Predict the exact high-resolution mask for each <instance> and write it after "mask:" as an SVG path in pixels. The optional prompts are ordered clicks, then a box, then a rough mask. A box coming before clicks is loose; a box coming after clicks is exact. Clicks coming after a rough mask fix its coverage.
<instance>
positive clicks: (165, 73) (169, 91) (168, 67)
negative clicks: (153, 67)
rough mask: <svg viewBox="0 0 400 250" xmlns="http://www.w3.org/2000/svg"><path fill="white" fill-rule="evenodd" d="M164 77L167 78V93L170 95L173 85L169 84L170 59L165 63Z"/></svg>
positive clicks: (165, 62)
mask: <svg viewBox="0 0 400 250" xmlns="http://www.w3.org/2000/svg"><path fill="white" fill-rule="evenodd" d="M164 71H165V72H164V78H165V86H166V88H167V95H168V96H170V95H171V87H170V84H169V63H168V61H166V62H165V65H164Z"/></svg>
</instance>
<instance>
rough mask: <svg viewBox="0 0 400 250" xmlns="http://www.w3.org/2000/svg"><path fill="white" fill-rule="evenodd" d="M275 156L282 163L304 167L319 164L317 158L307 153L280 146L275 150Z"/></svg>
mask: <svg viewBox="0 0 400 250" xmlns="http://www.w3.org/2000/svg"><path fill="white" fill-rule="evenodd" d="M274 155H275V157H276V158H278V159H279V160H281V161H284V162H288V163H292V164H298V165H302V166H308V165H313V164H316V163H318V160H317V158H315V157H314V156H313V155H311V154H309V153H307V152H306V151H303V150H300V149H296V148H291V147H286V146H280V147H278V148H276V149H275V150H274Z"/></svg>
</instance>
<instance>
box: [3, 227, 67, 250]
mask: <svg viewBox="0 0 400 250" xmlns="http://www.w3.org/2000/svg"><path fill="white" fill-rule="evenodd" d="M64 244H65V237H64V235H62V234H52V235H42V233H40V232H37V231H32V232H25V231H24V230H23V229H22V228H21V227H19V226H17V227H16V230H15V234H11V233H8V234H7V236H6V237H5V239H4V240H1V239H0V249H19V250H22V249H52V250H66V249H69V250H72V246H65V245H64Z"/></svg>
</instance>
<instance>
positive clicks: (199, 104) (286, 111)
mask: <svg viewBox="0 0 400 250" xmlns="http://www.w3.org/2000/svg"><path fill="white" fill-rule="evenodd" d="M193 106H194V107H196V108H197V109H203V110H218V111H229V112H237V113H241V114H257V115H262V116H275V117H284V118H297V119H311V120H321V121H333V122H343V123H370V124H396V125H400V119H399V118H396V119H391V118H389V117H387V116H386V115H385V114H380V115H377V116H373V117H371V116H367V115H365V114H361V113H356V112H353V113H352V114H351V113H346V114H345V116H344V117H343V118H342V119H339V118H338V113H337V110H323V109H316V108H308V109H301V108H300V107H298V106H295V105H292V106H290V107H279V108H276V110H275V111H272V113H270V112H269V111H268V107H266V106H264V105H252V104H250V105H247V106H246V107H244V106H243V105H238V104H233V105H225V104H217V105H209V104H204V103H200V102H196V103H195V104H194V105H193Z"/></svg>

Action item - The records above are to be copied out exactly, line for line.

Solution for this exercise -
Predict the exact high-resolution mask for each <instance> and write it after "mask:" as an SVG path in pixels. The optional prompts are ordered clicks, then a box, then a rough mask. A box coming before clicks is loose; a box coming after clicks is exact. Clicks coming after a rough mask fix its coverage.
<instance>
positive clicks: (165, 73) (169, 91) (168, 67)
negative clicks: (153, 67)
rough mask: <svg viewBox="0 0 400 250" xmlns="http://www.w3.org/2000/svg"><path fill="white" fill-rule="evenodd" d="M164 77L167 78V93L170 95L173 85L169 84L170 59L165 63Z"/></svg>
positive clicks: (165, 62)
mask: <svg viewBox="0 0 400 250" xmlns="http://www.w3.org/2000/svg"><path fill="white" fill-rule="evenodd" d="M164 71H165V72H164V78H165V86H166V88H167V95H168V96H170V95H171V87H170V84H169V63H168V61H166V62H165V65H164Z"/></svg>
</instance>
<instance>
rough mask: <svg viewBox="0 0 400 250" xmlns="http://www.w3.org/2000/svg"><path fill="white" fill-rule="evenodd" d="M275 156L282 163L304 167L319 164L317 158L307 153L280 146L275 150Z"/></svg>
mask: <svg viewBox="0 0 400 250" xmlns="http://www.w3.org/2000/svg"><path fill="white" fill-rule="evenodd" d="M274 155H275V157H276V158H278V159H279V160H281V161H284V162H288V163H292V164H298V165H302V166H308V165H313V164H316V163H318V160H317V158H315V157H314V156H313V155H311V154H309V153H307V152H306V151H303V150H300V149H296V148H291V147H286V146H280V147H278V148H276V149H275V150H274Z"/></svg>
</instance>
<instance>
box: [3, 227, 67, 250]
mask: <svg viewBox="0 0 400 250" xmlns="http://www.w3.org/2000/svg"><path fill="white" fill-rule="evenodd" d="M64 244H65V237H64V235H62V234H52V235H42V233H40V232H37V231H32V232H25V231H24V230H23V229H22V228H21V227H19V226H17V227H16V230H15V234H11V233H8V234H7V236H6V237H5V239H4V240H1V239H0V249H19V250H22V249H52V250H66V249H69V250H72V246H65V245H64Z"/></svg>
</instance>
<instance>
positive clicks: (199, 104) (286, 111)
mask: <svg viewBox="0 0 400 250" xmlns="http://www.w3.org/2000/svg"><path fill="white" fill-rule="evenodd" d="M193 106H194V107H196V108H197V109H203V110H218V111H229V112H237V113H241V114H257V115H262V116H275V117H284V118H297V119H311V120H321V121H333V122H343V123H370V124H396V125H400V119H399V118H396V119H391V118H389V117H387V116H386V115H385V114H380V115H377V116H373V117H371V116H367V115H365V114H361V113H356V112H353V113H352V114H351V113H346V114H345V116H344V117H343V118H342V119H339V118H338V113H337V110H323V109H316V108H308V109H301V108H300V107H298V106H295V105H292V106H290V107H279V108H276V110H275V111H272V113H270V112H269V111H268V107H266V106H264V105H252V104H250V105H247V106H246V107H244V106H243V105H238V104H233V105H225V104H217V105H209V104H204V103H200V102H196V103H195V104H194V105H193Z"/></svg>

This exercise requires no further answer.